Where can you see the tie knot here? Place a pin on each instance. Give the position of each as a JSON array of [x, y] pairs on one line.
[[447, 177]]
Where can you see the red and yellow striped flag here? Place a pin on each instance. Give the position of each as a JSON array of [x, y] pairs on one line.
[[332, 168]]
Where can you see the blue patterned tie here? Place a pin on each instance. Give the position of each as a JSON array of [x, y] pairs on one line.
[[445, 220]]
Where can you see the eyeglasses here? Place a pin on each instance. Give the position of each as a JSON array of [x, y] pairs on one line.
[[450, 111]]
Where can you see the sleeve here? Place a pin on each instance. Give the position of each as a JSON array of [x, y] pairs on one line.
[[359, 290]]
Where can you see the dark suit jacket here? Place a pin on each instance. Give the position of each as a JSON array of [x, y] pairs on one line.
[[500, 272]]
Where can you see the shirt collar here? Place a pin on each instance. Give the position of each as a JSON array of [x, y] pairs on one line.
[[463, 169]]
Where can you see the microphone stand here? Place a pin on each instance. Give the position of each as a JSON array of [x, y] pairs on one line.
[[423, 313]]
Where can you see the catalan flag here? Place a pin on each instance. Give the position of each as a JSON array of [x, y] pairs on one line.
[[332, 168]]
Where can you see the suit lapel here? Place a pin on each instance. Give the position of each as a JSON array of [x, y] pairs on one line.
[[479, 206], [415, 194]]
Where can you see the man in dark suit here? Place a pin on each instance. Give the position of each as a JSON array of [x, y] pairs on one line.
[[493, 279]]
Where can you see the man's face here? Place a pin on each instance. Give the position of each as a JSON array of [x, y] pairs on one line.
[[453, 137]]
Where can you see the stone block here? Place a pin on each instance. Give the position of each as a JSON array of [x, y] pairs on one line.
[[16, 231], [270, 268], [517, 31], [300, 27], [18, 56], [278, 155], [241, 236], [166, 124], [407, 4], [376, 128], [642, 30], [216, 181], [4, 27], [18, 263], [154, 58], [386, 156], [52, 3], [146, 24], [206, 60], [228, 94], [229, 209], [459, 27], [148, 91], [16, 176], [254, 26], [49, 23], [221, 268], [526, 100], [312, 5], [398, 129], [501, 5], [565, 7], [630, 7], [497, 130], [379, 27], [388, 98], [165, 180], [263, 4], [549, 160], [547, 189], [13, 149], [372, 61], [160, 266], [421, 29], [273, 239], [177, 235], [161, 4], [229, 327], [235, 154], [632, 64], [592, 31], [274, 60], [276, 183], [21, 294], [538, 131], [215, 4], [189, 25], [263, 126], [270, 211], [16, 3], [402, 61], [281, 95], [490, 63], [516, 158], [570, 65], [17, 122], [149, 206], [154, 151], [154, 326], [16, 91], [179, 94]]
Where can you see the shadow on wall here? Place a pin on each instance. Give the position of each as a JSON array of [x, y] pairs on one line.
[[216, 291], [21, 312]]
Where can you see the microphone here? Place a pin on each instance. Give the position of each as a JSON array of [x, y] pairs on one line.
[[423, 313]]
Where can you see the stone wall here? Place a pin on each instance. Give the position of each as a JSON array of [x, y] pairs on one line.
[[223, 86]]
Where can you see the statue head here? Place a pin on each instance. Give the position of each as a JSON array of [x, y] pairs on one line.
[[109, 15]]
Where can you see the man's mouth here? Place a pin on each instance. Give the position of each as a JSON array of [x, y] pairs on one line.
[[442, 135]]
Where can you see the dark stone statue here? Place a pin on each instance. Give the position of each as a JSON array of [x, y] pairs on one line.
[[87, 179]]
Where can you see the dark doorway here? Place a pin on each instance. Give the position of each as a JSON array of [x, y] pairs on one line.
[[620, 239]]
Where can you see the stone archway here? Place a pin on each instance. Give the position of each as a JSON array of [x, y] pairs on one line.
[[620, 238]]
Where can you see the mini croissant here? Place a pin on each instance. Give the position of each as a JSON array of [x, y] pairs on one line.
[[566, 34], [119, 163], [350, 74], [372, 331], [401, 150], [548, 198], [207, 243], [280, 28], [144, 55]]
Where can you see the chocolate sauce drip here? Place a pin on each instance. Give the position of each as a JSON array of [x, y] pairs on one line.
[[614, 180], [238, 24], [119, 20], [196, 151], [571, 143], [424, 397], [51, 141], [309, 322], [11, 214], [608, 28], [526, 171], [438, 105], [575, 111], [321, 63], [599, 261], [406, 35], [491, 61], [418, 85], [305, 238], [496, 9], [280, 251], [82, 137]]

########

* Work to be completed
Please transcribe the listing in its entirety, exactly.

* Solution below
Where can you see the tie knot here? Place a pin on each instance. Give the position of each as a JSON array of [x, y] pairs on one line.
[[447, 177]]
Where can you see the red and yellow striped flag here? Place a pin on each instance. Give the position of each as a JSON array of [x, y] pairs on one line.
[[332, 168]]
Where can you see the blue patterned tie here? Place a pin on each instance. Give the position of each as a JSON array of [x, y] pairs on one line.
[[445, 220]]
Where can you see the eyeglasses here? Place a pin on each instance. Give the position of each as a JSON array of [x, y] pairs on one line.
[[450, 111]]
Where can you see the sleeve here? Place a pin on each instance. Give the position of each as a JSON array of [x, y] pairs on one line.
[[359, 290]]
Where can you see the dark suit jacket here? Place a pin on each instance. Give the position of each as a JSON array of [x, y] pairs on one line.
[[500, 272]]
Where can you see the shirt collar here? Place a pin on each instance. Give the position of each as a JSON array of [x, y] pairs on one line.
[[463, 169]]
Where can you see the microphone stand here? Place a pin on each instance. Give the position of each as a JSON array of [x, y] pairs on one line.
[[423, 313]]
Where can you see the catalan flag here? Place a pin on each instance. Give the position of each as a JSON array of [x, y] pairs on one line.
[[332, 168]]
Where can you see the suit lapel here? Place a pin on each instance. Give the position of each as a JSON array of [x, y] pairs on one line.
[[479, 206], [415, 194]]
Where can you see the man in dark suit here? Place a pin on each instance. Give the position of each as a JSON array of [x, y] pairs on one line.
[[493, 279]]
Where can you see the man's face here? Place a pin on each instance. Give the position of each as a JSON array of [x, y] pairs on one line.
[[453, 137]]
Where can you see the stone block here? Place a pin on each instance. Give the position of each as a JSON array of [x, y] pairs on one line.
[[16, 231], [270, 268], [517, 31], [300, 27], [18, 56], [278, 155], [241, 236], [166, 124], [407, 4], [376, 128], [642, 30], [216, 181], [4, 27], [18, 263], [154, 58], [386, 156], [52, 3], [146, 24], [206, 60], [228, 94], [229, 209], [459, 27], [148, 91], [16, 176], [254, 26], [49, 23], [221, 268], [526, 100], [312, 5], [398, 129], [501, 5], [565, 7], [630, 7], [497, 130], [379, 27], [388, 98], [165, 180], [263, 4], [549, 160], [547, 189], [13, 149], [372, 61], [160, 266], [421, 29], [273, 239], [177, 235], [161, 4], [229, 327], [235, 154], [632, 64], [592, 31], [274, 60], [276, 183], [21, 294], [538, 131], [215, 4], [189, 25], [263, 126], [270, 211], [16, 3], [402, 61], [281, 95], [490, 63], [516, 158], [570, 65], [17, 122], [149, 206], [154, 151], [154, 326], [16, 91], [179, 94]]
Where can you see the shadow on wall here? Place a pin on each instance. Give the position of each as a JSON array of [x, y] pairs on one line.
[[216, 291], [21, 312]]
Where can you see the microphone here? Place a pin on each instance. Give the position of each as a JSON array of [x, y] pairs on one line.
[[423, 313]]
Where can you see the stone wall here? Place a pin on each instance. Give the position of each as a JSON array of [x, y] pairs on one line.
[[223, 86]]
Where can you see the statue head here? Place a pin on each instance. Give the position of each as a JSON array of [x, y] pairs on one line.
[[109, 15]]
Where can you see the man's mouth here? Place a pin on each instance. Give the position of each as a JSON array of [x, y] pairs on one line.
[[442, 135]]
Where can you see the dark stone statue here? Place a pin on each instance. Give the position of each as a JSON array of [x, y] pairs on one line.
[[87, 179]]
Where can you see the dark doorway here? Place a pin on each instance. Give the position of each as a JSON array of [x, y] pairs on one line.
[[620, 239]]
Where can you see the stone archway here? Place a pin on each instance. Give the position of each as a JSON array of [x, y] pairs on one line.
[[620, 238]]
Where can you see the mini croissant here? Place a pin on each instance. Give the position of each as a JSON array of [x, y] pairs on one line.
[[566, 34], [119, 163], [350, 74], [372, 331], [401, 150], [548, 198], [207, 243], [280, 28], [144, 55]]
Where can you see the chocolate sauce drip here? Place a pin on each instance. Give the position of each as a JSON array of [x, y] pairs on one line.
[[614, 180], [238, 24], [119, 20], [196, 151], [571, 143], [424, 397], [51, 141], [309, 322], [11, 214], [608, 28], [526, 171], [438, 105], [575, 111], [321, 63], [599, 261], [406, 35], [491, 61], [418, 85], [305, 238], [496, 9], [280, 251], [82, 137]]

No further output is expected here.